PROBLEM TO WORK ON: Tally the lines of the entries below that hold the word "window", and please give only the total.

GIVEN RECORDS:
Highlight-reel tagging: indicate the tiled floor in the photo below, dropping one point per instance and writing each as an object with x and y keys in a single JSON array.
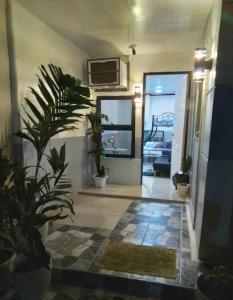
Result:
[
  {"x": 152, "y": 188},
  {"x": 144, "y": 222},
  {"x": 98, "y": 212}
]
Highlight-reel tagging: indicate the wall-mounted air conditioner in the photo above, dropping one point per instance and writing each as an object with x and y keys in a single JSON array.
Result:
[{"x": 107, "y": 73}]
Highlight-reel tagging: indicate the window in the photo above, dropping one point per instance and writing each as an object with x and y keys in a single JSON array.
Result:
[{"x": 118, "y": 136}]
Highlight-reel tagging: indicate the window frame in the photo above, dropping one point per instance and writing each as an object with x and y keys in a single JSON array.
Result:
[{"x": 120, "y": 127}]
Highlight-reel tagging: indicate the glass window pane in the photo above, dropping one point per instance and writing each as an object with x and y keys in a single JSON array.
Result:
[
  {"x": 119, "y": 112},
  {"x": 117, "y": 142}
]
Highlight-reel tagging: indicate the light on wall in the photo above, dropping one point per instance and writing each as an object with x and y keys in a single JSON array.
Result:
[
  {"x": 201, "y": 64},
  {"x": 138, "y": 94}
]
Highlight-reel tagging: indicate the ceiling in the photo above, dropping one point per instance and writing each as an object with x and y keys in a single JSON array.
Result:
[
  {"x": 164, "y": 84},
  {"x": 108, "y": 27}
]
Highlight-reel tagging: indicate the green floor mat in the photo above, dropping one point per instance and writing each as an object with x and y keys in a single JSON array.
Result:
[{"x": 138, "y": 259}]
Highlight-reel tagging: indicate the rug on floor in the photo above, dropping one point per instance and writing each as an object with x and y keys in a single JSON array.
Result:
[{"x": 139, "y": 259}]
==
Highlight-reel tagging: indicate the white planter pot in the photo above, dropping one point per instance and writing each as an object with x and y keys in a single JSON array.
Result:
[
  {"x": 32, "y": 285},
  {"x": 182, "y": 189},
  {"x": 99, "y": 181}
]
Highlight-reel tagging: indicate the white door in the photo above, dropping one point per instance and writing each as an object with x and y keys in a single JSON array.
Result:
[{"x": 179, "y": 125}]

ANSWER SPACE: 3